◆ **Document passage**:
-*-

He turned 21 a month after those tragic events in New York City, and with full access now to alcohol, continued to drink. He got married around this time as well, though the relationship ended in divorce a handful of years later. After the divorce, now in his late twenties, Joe turned fully to a bachelor’s life of heavy drinking, promiscuity, and partying.
“I was living with a younger roommate in a bachelor pad with a liquor store right below us on the first floor. That is not a good thing for an alcoholic!” Joe said.
In his early thirties, he met a woman named Kris, who is now his fiancée. They got pregnant with their first son.
“Kris had about a month before our son was born and we got into a fight and I went on a bender and started saying things about hurting myself,” Joe said. “She called the police and I was hospitalized in a 72-hour hold and was put on some medication.”
Joe’s commitment to sobriety at this point was merely to please Kris and prove that he was ready to be a father. Yet, he continued to struggle with drinking. Eventually, they got pregnant with their second child.
“She got pregnant again and we moved to West Jersey, a much more rural area, where we didn’t know a damned soul,” Joe said.

-*-

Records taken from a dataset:
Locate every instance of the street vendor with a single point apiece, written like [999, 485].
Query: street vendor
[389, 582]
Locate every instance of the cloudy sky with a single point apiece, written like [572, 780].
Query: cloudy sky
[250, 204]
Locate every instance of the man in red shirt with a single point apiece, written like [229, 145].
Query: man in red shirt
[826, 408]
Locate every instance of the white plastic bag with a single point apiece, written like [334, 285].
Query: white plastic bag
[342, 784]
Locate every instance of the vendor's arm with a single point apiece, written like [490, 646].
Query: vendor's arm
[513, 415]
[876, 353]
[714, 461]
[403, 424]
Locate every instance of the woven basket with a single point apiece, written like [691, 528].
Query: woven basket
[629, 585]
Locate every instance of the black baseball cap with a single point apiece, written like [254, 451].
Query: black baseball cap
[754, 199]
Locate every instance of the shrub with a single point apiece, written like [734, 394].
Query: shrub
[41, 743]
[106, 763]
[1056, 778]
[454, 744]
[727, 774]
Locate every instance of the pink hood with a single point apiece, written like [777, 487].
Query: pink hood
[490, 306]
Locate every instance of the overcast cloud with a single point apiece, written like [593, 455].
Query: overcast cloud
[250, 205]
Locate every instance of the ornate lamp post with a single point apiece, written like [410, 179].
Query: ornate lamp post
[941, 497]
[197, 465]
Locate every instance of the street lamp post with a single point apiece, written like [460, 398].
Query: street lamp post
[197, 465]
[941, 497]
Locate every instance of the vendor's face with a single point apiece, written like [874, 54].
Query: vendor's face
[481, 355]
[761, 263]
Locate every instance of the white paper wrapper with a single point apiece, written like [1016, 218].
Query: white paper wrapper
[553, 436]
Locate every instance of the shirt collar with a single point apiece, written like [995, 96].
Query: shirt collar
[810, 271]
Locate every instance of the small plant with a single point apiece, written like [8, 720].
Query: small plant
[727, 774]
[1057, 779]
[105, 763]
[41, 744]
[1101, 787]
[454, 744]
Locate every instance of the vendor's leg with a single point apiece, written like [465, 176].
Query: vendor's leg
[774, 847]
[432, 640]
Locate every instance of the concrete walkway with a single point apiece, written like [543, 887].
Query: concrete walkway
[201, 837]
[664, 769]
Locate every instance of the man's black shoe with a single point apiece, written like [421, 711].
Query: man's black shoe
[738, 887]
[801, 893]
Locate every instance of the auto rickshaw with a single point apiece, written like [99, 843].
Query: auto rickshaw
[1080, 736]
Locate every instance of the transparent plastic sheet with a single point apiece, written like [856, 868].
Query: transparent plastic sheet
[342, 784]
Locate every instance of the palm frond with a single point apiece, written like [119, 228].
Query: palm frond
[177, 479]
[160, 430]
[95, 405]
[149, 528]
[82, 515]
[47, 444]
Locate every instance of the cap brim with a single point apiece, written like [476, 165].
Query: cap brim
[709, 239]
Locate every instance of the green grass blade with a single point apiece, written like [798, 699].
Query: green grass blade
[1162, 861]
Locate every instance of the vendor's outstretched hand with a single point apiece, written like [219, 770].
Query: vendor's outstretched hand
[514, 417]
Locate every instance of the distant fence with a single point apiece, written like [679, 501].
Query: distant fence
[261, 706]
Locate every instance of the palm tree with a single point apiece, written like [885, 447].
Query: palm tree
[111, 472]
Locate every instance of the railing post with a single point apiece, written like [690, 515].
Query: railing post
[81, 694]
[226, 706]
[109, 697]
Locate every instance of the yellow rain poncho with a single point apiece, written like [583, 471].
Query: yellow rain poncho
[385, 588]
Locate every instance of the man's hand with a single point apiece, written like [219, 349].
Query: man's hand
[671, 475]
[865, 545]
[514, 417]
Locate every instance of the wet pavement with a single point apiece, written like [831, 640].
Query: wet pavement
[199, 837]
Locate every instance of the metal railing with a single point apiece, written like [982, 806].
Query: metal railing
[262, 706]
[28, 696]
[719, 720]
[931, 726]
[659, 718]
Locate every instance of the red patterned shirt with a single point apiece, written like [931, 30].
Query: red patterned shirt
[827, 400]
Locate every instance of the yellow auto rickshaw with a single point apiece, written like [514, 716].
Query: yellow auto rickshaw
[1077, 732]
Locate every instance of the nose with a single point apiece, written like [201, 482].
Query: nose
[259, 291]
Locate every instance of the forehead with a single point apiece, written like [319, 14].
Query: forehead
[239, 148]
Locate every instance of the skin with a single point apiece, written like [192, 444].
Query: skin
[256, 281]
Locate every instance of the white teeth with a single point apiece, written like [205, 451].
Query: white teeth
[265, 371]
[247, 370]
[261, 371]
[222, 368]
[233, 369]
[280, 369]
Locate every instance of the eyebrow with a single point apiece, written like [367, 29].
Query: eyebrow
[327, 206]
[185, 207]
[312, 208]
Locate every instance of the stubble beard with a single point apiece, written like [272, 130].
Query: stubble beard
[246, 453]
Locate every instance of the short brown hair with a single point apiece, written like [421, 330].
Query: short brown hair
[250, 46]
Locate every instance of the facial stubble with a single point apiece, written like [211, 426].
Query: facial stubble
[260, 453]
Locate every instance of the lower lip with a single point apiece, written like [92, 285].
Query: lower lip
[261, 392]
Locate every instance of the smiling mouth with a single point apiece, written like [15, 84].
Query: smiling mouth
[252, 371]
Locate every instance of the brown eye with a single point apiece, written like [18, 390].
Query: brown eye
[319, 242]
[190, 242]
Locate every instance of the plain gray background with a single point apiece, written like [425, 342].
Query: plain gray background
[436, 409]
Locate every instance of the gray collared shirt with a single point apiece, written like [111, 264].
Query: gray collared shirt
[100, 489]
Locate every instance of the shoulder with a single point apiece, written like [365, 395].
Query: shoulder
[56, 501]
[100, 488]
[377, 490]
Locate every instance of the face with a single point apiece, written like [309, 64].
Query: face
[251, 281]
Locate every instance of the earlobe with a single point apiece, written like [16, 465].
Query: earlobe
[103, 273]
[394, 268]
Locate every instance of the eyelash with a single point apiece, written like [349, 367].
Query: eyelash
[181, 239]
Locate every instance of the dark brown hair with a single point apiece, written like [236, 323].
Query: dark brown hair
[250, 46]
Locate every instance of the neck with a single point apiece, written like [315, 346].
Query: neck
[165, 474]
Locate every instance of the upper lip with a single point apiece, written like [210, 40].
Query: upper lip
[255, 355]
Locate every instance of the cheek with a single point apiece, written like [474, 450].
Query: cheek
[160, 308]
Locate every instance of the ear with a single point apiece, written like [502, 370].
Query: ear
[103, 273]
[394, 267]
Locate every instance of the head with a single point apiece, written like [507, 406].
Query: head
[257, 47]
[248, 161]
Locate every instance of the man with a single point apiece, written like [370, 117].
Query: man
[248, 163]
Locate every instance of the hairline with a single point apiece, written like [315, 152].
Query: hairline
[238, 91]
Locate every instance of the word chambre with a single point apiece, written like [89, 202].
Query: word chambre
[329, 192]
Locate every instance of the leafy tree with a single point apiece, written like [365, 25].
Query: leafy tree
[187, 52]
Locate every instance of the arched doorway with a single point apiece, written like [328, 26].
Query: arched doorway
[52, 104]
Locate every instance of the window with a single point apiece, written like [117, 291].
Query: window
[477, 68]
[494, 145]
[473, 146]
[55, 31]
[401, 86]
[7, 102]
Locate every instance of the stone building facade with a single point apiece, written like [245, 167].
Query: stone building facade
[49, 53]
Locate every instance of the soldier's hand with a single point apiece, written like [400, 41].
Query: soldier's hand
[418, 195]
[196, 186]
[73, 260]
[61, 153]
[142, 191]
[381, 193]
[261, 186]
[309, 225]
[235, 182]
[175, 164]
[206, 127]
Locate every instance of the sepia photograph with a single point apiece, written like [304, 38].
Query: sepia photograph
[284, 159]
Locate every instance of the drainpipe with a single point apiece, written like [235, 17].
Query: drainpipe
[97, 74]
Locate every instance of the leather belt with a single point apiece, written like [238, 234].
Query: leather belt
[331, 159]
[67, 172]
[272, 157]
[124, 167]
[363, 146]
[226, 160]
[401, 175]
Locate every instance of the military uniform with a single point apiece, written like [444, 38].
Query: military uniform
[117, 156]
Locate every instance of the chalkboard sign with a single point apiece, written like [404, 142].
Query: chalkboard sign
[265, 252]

-*-

◆ **To do**:
a) In one to three sentences, explain why Joe was placed in a 72-hour hospital hold, according to the passage about Joe's drinking.
b) Carry on the passage about Joe's drinking from where it stops.

◆ **Responses by item number**:
a) About a month before their son was born, Joe and Kris got into a fight, and he went on a bender and started saying things about hurting himself. Kris called the police, and he was hospitalized in a 72-hour hold and put on some medication.

b)
However, this would be a providential change. Joe ended up doing an intensive outpatient treatment program (IOP) at the local hospital there. And unlike other settings he had been in, many of the people in this program actually wanted to get sober, which made an impact on him. He was also attending 12-step meetings.
“Around this time, now that my body and mind were clear from the alcohol, I started to have light bulbs go off during meetings and to realize I’m not the only one in the world who has gone through this,” Joe said. “My problems are the same as many other people’s and there are a lot of people out there who are a lot worse off than me. It put my life in perspective.”
Eventually, September 11th became another important date for Joe. But unlike the first in 2001, this second one in 2017 marked an event worth celebrating: his sobriety date.
At this time, as a stay-at-home Dad, he found himself with more time to watch TV. One day, for no apparent reason, he turned on the Catholic network EWTN. He began watching televised Masses and other programs about the Catholic faith. Then one night he did something he had not done in a long time.
“One night I just wound up praying. I had my eyes closed and I had a vision of Jesus in the Garden of Gethsemane and I was down on my knees and asking God to take this disease from me. I asked him, ‘Can you take this cup from me?’ And that is the point where I realized the power of prayer and slowly but surely I started getting more comfortable with my faith,” Joe shared. “I finally found the courage to go to Mass with my son, little Joey. My first Mass was on Saint Joseph’s Day.”
He started to grow close to his pastor and realized he was one of the priests on a show he watched on EWTN.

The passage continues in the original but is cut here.